— Stated exercise —
Extract every line in the records below that contains the word "cloud", copying each one in full.

— begin Given entries —

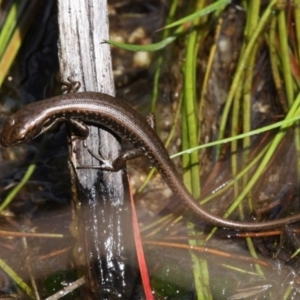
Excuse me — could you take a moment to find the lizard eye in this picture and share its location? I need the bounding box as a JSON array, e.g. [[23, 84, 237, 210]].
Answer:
[[6, 117, 16, 126], [13, 126, 25, 140]]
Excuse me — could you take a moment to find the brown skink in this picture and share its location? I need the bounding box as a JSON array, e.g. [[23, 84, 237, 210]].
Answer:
[[1, 92, 300, 231]]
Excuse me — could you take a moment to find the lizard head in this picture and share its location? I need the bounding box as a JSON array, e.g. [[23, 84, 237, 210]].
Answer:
[[0, 106, 45, 147]]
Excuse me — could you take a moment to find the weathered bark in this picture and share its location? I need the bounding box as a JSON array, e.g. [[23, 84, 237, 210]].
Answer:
[[58, 0, 136, 299]]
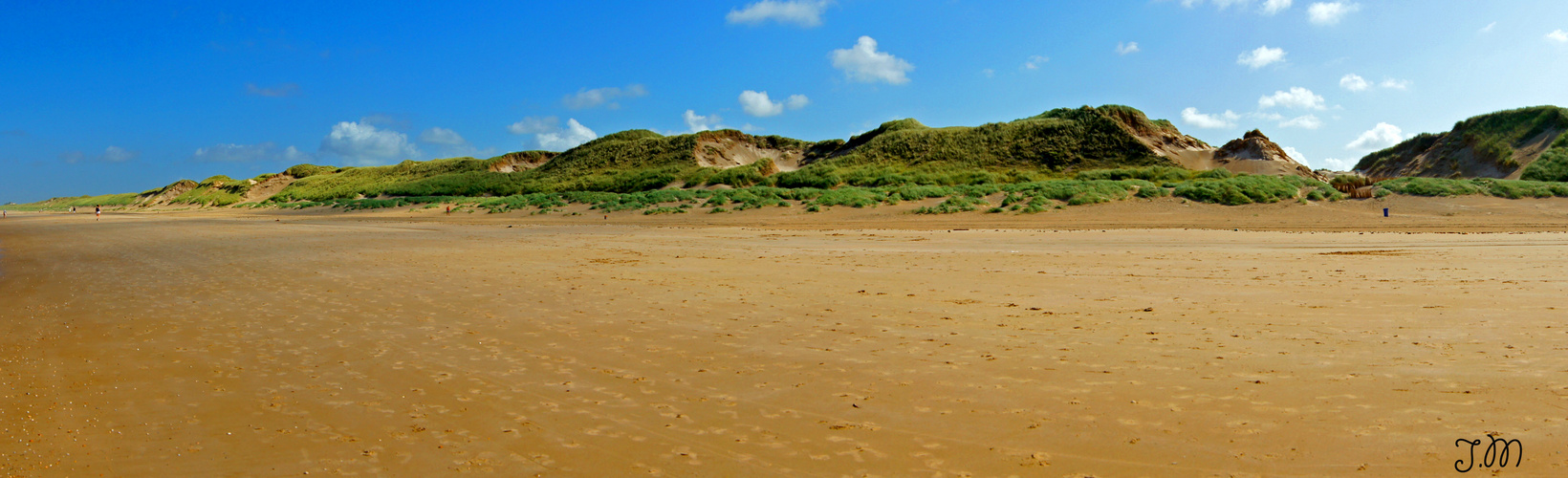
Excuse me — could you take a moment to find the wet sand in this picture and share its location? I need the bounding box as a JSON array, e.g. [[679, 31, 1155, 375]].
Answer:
[[0, 201, 1568, 476]]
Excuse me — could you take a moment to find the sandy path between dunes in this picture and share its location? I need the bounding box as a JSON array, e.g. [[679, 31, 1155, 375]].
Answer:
[[0, 215, 1568, 476]]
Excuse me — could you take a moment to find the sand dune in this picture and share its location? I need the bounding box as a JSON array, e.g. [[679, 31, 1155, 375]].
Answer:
[[0, 201, 1568, 476]]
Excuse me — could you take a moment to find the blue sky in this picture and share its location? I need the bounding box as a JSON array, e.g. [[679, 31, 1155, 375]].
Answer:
[[0, 0, 1568, 202]]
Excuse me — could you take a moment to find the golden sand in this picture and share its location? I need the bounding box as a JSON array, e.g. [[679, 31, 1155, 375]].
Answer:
[[0, 199, 1568, 476]]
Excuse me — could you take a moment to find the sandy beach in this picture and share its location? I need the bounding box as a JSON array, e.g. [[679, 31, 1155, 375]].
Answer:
[[0, 198, 1568, 476]]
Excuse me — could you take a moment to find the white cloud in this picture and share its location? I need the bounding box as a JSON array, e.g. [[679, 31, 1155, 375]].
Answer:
[[1235, 46, 1286, 69], [419, 127, 490, 159], [1306, 2, 1361, 27], [320, 120, 421, 166], [1339, 74, 1372, 91], [725, 0, 833, 29], [419, 127, 468, 145], [681, 110, 725, 133], [1345, 122, 1405, 152], [1279, 115, 1323, 130], [561, 85, 647, 110], [359, 113, 407, 128], [831, 36, 914, 85], [1181, 0, 1252, 10], [1262, 0, 1292, 15], [1323, 159, 1357, 171], [284, 145, 316, 163], [1181, 108, 1242, 130], [784, 94, 811, 110], [740, 89, 784, 118], [1257, 86, 1325, 110], [534, 120, 599, 150], [1377, 78, 1409, 89], [98, 145, 142, 163], [1181, 0, 1294, 15], [191, 141, 314, 163], [245, 83, 299, 98], [507, 116, 561, 135], [1283, 145, 1306, 164], [740, 89, 811, 118]]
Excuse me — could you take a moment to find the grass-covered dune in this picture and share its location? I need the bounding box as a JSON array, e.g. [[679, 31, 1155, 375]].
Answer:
[[260, 166, 1343, 215], [52, 105, 1568, 213], [260, 105, 1201, 202], [821, 105, 1179, 172], [1357, 106, 1568, 179]]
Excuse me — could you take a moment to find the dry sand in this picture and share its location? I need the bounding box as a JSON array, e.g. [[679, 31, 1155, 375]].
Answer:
[[0, 199, 1568, 476]]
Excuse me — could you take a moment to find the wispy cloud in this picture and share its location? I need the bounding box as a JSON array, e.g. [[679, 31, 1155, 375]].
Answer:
[[245, 83, 299, 98], [740, 89, 811, 118], [1339, 74, 1372, 91], [1345, 122, 1405, 152], [725, 0, 833, 29], [1279, 115, 1323, 130], [1235, 46, 1286, 69], [1181, 108, 1242, 130], [59, 145, 142, 164], [1306, 2, 1361, 27], [830, 36, 914, 85], [1257, 86, 1326, 110], [534, 120, 599, 150], [561, 85, 647, 110], [320, 120, 422, 166], [191, 141, 314, 163], [681, 110, 725, 133]]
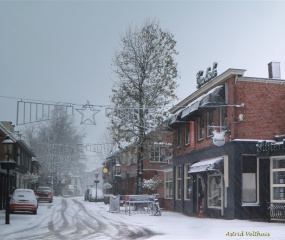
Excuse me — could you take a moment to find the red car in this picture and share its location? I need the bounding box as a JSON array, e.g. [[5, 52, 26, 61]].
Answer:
[[36, 187, 53, 202], [10, 189, 38, 214]]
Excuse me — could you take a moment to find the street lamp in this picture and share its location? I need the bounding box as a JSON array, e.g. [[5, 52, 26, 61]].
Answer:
[[115, 162, 122, 194], [94, 172, 99, 202], [1, 136, 17, 224]]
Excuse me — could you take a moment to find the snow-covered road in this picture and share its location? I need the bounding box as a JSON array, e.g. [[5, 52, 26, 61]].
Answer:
[[0, 197, 285, 240]]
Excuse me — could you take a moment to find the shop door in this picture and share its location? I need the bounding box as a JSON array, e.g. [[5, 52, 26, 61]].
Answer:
[[193, 175, 205, 213]]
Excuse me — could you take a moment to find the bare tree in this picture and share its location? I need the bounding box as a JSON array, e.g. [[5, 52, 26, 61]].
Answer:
[[24, 106, 85, 194], [109, 21, 178, 194]]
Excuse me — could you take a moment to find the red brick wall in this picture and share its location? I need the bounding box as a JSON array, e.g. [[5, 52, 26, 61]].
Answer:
[[173, 77, 285, 156], [229, 80, 285, 140]]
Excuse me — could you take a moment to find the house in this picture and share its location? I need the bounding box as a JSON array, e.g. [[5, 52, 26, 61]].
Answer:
[[0, 122, 41, 209], [103, 130, 173, 208], [169, 62, 285, 220]]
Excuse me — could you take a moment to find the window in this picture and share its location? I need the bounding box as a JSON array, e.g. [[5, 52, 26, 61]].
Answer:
[[175, 166, 182, 200], [164, 171, 173, 199], [149, 142, 172, 162], [185, 123, 190, 145], [208, 174, 223, 208], [176, 128, 181, 147], [184, 164, 193, 200], [207, 112, 214, 137], [198, 114, 205, 140], [242, 156, 259, 204], [270, 156, 285, 203], [220, 106, 228, 127]]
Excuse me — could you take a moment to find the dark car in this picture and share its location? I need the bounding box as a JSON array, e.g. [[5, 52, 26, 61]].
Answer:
[[36, 187, 53, 203]]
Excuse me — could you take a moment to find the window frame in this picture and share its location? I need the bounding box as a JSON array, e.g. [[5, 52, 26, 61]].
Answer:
[[207, 173, 224, 209], [270, 156, 285, 203], [206, 111, 214, 137], [184, 122, 190, 146], [197, 113, 205, 141], [184, 163, 193, 201], [175, 165, 182, 200], [176, 127, 181, 148], [241, 155, 260, 206], [164, 169, 173, 199]]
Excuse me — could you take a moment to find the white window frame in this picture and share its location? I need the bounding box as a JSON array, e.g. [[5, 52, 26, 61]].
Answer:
[[206, 112, 214, 137], [207, 173, 224, 209], [176, 127, 181, 148], [241, 155, 259, 206], [184, 122, 190, 146], [149, 142, 173, 163], [175, 165, 182, 200], [184, 163, 193, 200], [270, 156, 285, 203], [197, 114, 205, 141], [164, 169, 173, 199]]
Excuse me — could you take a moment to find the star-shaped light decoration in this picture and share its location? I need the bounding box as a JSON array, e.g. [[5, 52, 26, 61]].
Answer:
[[75, 101, 100, 125]]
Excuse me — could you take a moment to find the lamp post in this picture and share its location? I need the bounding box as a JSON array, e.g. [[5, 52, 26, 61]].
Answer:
[[115, 162, 122, 194], [1, 136, 17, 224], [94, 172, 99, 202]]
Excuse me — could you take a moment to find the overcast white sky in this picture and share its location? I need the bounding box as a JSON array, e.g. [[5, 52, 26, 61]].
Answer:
[[0, 0, 285, 143]]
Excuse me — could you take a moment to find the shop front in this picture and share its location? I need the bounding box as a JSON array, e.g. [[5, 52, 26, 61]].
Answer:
[[174, 140, 268, 220], [257, 139, 285, 221]]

— end Given entries —

— Answer to the problem —
Excuse me — could you take a moment to find the white cloud in this picture and share its location? I need the bounding box as a JSON array, e.g. [[679, 31, 1155, 375]].
Excuse me — could you take a moment to find the wispy cloud in this picture and share its location? I need the bounding box as a JSON array, e.g. [[679, 31, 1155, 375]].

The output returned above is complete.